───── Provided entries

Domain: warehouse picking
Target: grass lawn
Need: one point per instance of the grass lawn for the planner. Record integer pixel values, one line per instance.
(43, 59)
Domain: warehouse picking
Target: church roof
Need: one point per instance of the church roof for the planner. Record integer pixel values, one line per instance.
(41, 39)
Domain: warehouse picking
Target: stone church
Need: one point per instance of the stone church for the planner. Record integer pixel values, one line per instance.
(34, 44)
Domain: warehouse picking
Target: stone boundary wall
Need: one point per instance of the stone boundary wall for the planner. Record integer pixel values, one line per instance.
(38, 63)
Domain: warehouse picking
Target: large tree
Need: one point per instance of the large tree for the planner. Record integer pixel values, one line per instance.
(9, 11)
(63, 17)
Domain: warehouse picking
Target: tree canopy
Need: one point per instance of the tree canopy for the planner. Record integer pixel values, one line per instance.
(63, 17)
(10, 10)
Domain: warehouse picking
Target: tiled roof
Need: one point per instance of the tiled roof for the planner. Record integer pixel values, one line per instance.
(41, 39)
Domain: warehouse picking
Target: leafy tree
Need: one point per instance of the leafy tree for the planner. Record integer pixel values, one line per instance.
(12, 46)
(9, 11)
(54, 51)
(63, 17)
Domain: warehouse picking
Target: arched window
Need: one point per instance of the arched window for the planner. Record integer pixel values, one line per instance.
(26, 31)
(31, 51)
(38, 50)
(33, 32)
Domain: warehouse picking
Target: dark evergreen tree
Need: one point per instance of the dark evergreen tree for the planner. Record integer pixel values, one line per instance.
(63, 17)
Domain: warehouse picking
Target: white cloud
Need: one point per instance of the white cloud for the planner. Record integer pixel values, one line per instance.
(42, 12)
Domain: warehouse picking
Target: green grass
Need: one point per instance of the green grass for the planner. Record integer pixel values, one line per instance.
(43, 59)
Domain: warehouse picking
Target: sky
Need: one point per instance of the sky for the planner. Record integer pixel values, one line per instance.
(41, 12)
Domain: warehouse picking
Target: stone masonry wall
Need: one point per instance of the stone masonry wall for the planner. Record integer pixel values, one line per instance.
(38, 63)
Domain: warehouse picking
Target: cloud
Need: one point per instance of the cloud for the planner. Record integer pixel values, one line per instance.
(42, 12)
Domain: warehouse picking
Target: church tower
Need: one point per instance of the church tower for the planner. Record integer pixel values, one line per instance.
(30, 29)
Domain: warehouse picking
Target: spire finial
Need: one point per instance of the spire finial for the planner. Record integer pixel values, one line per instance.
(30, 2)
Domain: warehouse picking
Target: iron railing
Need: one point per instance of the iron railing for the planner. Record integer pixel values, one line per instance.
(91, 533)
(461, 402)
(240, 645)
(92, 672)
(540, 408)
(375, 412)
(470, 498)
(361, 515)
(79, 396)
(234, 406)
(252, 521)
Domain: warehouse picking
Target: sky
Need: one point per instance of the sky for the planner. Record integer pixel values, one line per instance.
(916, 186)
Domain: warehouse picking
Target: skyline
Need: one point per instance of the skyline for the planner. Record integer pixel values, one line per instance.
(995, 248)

──────────

What the task asks → Repeat the records exactly, including every line.

Task output →
Domain: warehouse picking
Target: grass lawn
Need: one point per instance of the grass lawn for the planner. Record integer pixel values, one line per instance.
(43, 59)
Domain: warehouse picking
Target: church roof
Need: one point per instance of the church roof for the planner. Record integer pixel values, one line per instance.
(41, 39)
Domain: warehouse picking
Target: stone church
Need: one point per instance of the stone church for the planner. Record integer pixel values, one line per instance.
(34, 44)
Domain: warehouse picking
Target: stone boundary wall
Need: one point per instance of the stone boundary wall for the planner. Record integer pixel values, one line per instance.
(38, 63)
Domain: warehouse picking
Target: large tree
Need: one point per instance of the large tree for the planner. Record integer pixel values, one line per instance.
(9, 11)
(63, 17)
Domain: warehouse picking
Target: tree canopy
Need: one point per instance of the tree canopy for the planner. Record integer pixel values, one line per instance.
(63, 17)
(10, 10)
Domain: warehouse picking
Target: tiled roof
Need: one point per instance of the tiled roof for the planner. Record integer pixel values, one line per instance.
(41, 39)
Domain: warehouse picking
Target: leafy tree
Need: one point per instance of the leafy tree for the planner. Record integer pixel values, one line per instance.
(12, 46)
(9, 11)
(54, 51)
(63, 17)
Domain: warehouse picking
Target: arched window
Need: one point per instance of the arched window for the planner. Record integer pixel values, one line per instance.
(26, 31)
(31, 51)
(38, 50)
(33, 32)
Domain: warehouse picking
Target: dark evergreen tree
Need: one point per instance of the dark evergreen tree for the planner. Record integer pixel values, one line per instance.
(63, 17)
Domain: warehouse picking
Target: white cloud
Need: one point per instance of the white cloud for the planner. Record integer pixel values, one line per instance.
(42, 12)
Domain: warehouse picking
Target: green grass
Need: one point per instance of the green grass for the planner. Record integer pixel values, one line per instance.
(43, 59)
Domain: warehouse picking
Target: sky
Need: one point per instance of the sky for the planner. Record integer pixel values, one line per instance.
(41, 12)
Domain: warehouse picking
Target: stone masonry wall
Need: one point per instance of the stone masonry wall for the planner. Record integer pixel values, one line per instance.
(38, 63)
Domain: warehouse picking
Target: cloud
Need: one point per instance of the cloud for the planner. Record integer pixel values, one line per instance.
(42, 12)
Domain: warehouse picking
Target: church tower
Need: one point per instance of the church tower for the planner. Record integer pixel values, one line per instance.
(30, 29)
Domain: warehouse picking
Target: spire finial
Need: one point per instance of the spire finial for the planner. Record integer pixel values, one line per instance.
(30, 2)
Domain: warehouse picking
Target: iron railing
Need: one point per instance of the iron railing for the planner. Record integer pixel values, one line per instance.
(91, 533)
(461, 402)
(240, 645)
(92, 672)
(540, 408)
(375, 412)
(470, 498)
(361, 515)
(79, 396)
(234, 406)
(252, 521)
Domain: warehouse picking
Target: sky
Need: one point per instance of the sky for the planner. Record integer pixel values, one line per instance.
(916, 186)
Domain: warehouse picking
Target: skyline
Need: one point per instance of the skyline for the planner. Record integer pixel values, one line per instance.
(995, 248)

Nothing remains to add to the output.